_Object point labels_:
— START —

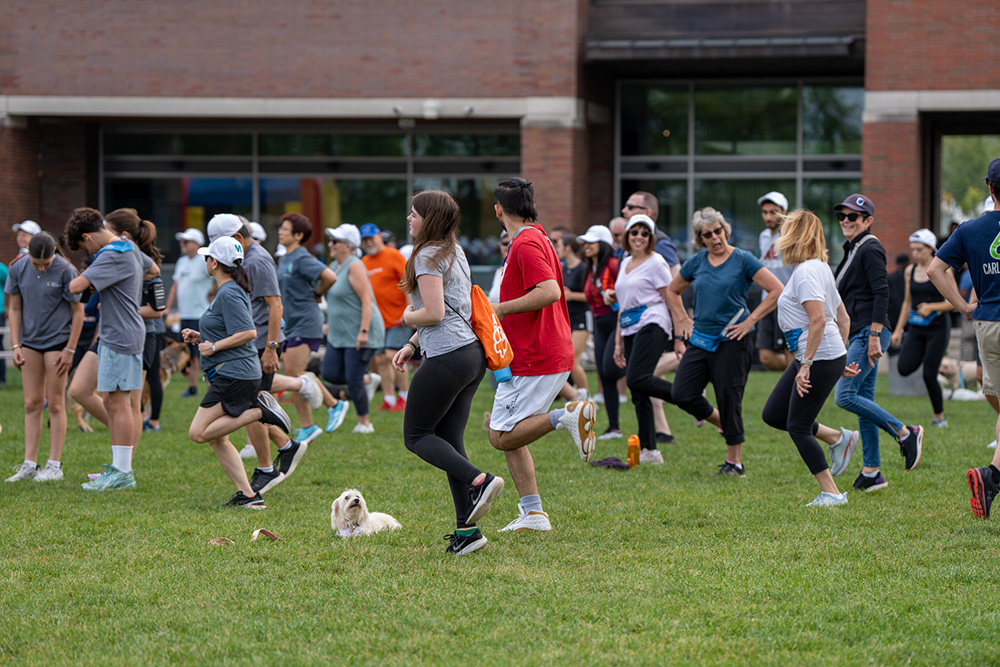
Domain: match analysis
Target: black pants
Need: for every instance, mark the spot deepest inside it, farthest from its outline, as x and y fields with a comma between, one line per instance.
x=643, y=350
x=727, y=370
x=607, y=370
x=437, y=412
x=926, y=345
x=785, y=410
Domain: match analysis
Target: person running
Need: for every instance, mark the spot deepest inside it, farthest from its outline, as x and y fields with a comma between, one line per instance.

— END —

_REQUIRED WORK_: Can you give all the records above as a Markdown table with the columns Row and Line, one numbered row per line, skipping blank lines and leaving the pictures out?

_CORRECT RESULT_:
| Row | Line |
|---|---|
| 1 | Domain: match analysis |
| 2 | Target: black pants |
| 3 | Need: for every instance, mark the spot deepest inside it, farthest from its outline, as x and y fields with a comma between, one line per instance. |
| 4 | x=643, y=350 |
| 5 | x=727, y=370 |
| 6 | x=607, y=370 |
| 7 | x=437, y=412 |
| 8 | x=926, y=345 |
| 9 | x=785, y=410 |
| 10 | Domain: match analysis |
| 11 | Target: person running |
| 12 | Need: for every instance, mark the spot deepest inside it, farthest from its outline, as x and y fields with a comma between, one line per instance. |